*** INFORMATION SUPPLIED
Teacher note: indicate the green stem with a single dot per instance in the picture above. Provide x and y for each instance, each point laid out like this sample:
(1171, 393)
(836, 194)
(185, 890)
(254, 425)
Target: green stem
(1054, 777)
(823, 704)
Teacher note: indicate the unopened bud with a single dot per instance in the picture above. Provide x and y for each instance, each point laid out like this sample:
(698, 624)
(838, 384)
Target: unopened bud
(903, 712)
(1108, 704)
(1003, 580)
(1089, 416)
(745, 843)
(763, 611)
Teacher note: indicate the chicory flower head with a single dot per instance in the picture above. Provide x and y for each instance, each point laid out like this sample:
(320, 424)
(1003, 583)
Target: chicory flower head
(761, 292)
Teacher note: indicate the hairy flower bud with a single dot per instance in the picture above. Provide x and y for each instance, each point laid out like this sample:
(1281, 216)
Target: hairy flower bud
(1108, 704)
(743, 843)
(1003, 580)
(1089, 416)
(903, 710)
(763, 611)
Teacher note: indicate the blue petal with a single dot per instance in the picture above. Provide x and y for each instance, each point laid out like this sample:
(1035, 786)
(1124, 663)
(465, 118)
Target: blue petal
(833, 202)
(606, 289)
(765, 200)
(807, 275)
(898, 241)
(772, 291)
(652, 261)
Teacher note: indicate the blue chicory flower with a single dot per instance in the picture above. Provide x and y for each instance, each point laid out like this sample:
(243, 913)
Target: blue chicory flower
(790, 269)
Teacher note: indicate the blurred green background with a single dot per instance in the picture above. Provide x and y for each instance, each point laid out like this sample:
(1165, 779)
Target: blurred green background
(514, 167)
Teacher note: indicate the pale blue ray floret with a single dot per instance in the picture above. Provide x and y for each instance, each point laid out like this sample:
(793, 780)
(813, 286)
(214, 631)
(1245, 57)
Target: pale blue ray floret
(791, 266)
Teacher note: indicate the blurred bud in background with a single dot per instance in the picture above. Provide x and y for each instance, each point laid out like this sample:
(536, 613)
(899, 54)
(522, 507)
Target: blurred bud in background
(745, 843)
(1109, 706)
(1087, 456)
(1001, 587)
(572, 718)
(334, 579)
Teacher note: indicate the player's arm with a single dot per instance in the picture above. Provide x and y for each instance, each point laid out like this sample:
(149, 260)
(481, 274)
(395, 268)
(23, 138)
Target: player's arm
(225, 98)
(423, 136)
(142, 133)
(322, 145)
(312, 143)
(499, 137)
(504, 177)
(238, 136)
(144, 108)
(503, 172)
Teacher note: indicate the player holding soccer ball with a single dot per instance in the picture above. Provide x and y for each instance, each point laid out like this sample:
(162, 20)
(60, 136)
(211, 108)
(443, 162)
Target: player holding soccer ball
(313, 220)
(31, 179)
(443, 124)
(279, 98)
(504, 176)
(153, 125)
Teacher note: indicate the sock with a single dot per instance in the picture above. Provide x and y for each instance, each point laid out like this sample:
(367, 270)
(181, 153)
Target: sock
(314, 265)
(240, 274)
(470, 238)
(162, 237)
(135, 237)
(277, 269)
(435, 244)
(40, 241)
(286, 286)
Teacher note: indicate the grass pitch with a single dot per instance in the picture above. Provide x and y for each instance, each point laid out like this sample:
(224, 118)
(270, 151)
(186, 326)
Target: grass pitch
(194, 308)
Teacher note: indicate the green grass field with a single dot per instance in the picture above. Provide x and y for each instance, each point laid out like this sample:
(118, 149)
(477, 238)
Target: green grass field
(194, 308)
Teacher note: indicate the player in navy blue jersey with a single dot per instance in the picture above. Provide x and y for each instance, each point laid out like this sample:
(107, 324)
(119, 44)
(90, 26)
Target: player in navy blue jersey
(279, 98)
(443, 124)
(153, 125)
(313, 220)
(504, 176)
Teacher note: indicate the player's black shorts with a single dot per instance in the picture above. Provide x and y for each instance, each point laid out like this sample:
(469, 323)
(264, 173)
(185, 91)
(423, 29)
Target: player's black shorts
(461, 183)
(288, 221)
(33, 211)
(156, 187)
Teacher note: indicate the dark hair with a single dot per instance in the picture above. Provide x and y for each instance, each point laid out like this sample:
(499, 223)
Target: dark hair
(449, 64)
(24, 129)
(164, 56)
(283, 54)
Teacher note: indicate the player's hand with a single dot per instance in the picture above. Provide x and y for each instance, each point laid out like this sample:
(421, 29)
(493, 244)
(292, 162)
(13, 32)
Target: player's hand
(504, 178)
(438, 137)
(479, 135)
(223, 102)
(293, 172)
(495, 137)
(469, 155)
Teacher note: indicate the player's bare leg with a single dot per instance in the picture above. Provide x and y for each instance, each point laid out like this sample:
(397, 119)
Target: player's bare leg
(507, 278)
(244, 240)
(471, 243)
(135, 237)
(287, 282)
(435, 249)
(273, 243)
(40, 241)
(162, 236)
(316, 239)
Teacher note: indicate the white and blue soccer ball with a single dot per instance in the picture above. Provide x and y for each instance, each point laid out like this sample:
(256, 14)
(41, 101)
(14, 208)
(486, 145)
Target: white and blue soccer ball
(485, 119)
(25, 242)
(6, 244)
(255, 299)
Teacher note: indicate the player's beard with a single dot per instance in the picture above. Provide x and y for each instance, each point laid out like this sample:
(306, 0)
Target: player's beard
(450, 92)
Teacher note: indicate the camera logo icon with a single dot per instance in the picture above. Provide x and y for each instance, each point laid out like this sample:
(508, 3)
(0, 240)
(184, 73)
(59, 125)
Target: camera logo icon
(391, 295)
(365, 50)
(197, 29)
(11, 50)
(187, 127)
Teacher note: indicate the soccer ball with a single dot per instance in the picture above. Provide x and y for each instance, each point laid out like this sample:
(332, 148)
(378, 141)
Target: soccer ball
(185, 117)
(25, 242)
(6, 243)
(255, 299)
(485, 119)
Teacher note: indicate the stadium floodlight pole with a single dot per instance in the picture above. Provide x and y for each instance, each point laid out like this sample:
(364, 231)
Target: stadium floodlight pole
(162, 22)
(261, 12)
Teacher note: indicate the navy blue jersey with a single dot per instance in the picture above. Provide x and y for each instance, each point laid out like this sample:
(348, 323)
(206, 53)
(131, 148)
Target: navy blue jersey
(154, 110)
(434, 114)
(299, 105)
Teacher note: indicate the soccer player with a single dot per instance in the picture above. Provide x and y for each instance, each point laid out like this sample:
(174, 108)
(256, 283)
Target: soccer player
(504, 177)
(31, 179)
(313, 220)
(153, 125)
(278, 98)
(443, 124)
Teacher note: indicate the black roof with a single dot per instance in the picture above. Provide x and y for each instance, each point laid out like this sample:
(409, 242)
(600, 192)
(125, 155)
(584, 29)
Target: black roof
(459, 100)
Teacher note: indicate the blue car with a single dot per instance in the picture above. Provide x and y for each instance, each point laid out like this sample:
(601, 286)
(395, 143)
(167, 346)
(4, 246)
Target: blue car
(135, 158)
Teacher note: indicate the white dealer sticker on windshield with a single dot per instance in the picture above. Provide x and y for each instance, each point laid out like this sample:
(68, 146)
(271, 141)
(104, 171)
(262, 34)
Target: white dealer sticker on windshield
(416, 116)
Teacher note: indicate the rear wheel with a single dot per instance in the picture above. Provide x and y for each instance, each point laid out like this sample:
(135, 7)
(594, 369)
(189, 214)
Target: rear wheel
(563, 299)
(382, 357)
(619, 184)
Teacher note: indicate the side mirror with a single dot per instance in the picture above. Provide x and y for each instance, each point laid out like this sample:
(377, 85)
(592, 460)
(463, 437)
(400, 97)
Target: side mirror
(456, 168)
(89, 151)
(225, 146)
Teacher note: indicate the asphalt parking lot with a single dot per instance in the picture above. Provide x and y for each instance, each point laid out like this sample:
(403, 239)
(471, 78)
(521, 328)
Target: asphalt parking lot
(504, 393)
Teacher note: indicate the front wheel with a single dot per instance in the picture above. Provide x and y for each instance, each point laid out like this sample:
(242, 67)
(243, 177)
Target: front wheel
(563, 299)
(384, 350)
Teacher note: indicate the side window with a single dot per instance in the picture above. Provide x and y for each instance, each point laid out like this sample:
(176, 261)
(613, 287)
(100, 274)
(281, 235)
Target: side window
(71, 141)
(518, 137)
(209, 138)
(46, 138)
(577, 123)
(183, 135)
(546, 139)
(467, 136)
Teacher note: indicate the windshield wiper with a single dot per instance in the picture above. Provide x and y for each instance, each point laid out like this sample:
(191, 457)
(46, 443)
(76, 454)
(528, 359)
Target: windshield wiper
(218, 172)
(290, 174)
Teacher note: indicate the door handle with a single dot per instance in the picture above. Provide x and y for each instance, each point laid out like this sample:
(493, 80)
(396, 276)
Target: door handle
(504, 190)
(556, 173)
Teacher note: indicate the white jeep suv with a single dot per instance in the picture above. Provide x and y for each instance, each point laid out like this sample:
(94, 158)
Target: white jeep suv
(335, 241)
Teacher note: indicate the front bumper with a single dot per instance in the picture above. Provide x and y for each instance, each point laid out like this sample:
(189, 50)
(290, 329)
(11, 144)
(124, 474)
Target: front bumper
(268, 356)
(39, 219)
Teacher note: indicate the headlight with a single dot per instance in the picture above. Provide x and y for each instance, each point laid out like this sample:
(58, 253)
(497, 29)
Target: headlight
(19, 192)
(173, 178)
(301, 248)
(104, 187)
******
> **WHAT IS ASKED**:
Take the line with "Teacher note: indicate the door" and all lines after it through the end of the records, and write them out exactly; include nothing else.

> **THE RESPONSE**:
Teacher note: indicate the door handle with a single dot per instance in the picture above. Provide x and y for each instance, each point laid out like this sample:
(493, 80)
(396, 276)
Target: door handle
(504, 190)
(556, 173)
Teacher note: indicate the white jeep suv with a single dot per instance in the picture above. Provide x and y for each instance, each point laid out like this sample:
(94, 158)
Target: white jeep suv
(335, 241)
Teacher note: indicate the front bumper with a single dot per instance in the picture above. Provide x and y for each instance, each point laid out like this sample:
(189, 50)
(290, 329)
(11, 144)
(124, 474)
Target: front bumper
(268, 356)
(39, 219)
Teacher note: indicate the headlight with a single dot per instance in the picture above. Provide x and y for each instance, each point laid out like this sample:
(58, 253)
(497, 29)
Target: headlight
(19, 192)
(173, 178)
(301, 248)
(104, 187)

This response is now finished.